THE EXERCISE
Render each line of the data below as a numbered list, omitting blank lines and leaving out the pictures.

-- -- --

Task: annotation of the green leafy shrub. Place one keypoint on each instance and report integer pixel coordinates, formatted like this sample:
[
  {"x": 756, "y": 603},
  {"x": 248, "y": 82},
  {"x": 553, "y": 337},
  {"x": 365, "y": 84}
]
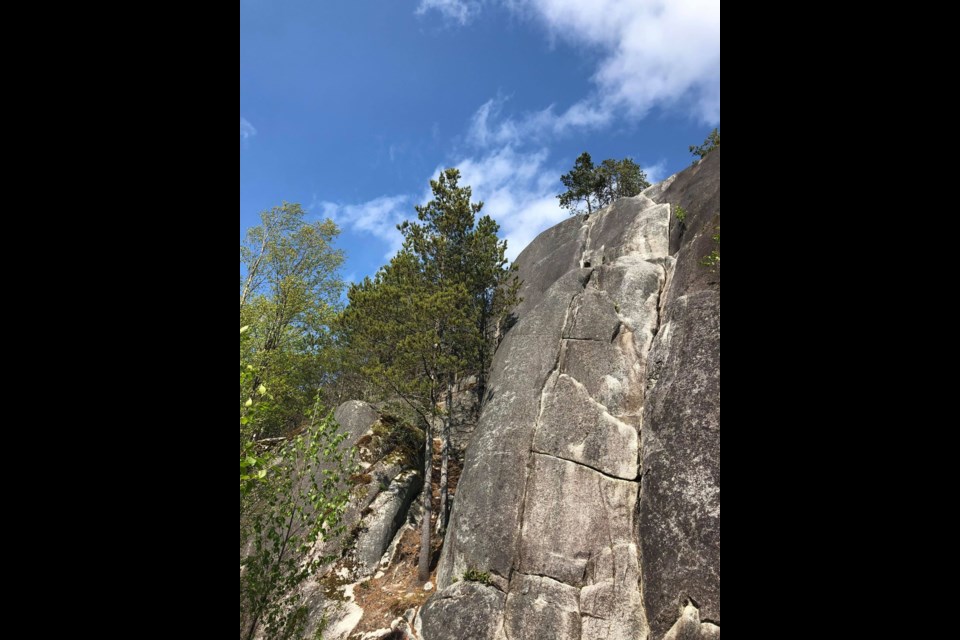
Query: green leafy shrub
[{"x": 712, "y": 259}]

-- -- --

TASK RESULT
1. Task: annotation of the green leafy shrub. Place one keypoint on each instance and report integer pixel coordinates, formatted like this sample:
2. [
3.   {"x": 756, "y": 603},
4.   {"x": 248, "y": 82},
5.   {"x": 553, "y": 337},
6.   {"x": 365, "y": 84}
7. ]
8. Query: green leafy shrub
9. [{"x": 712, "y": 259}]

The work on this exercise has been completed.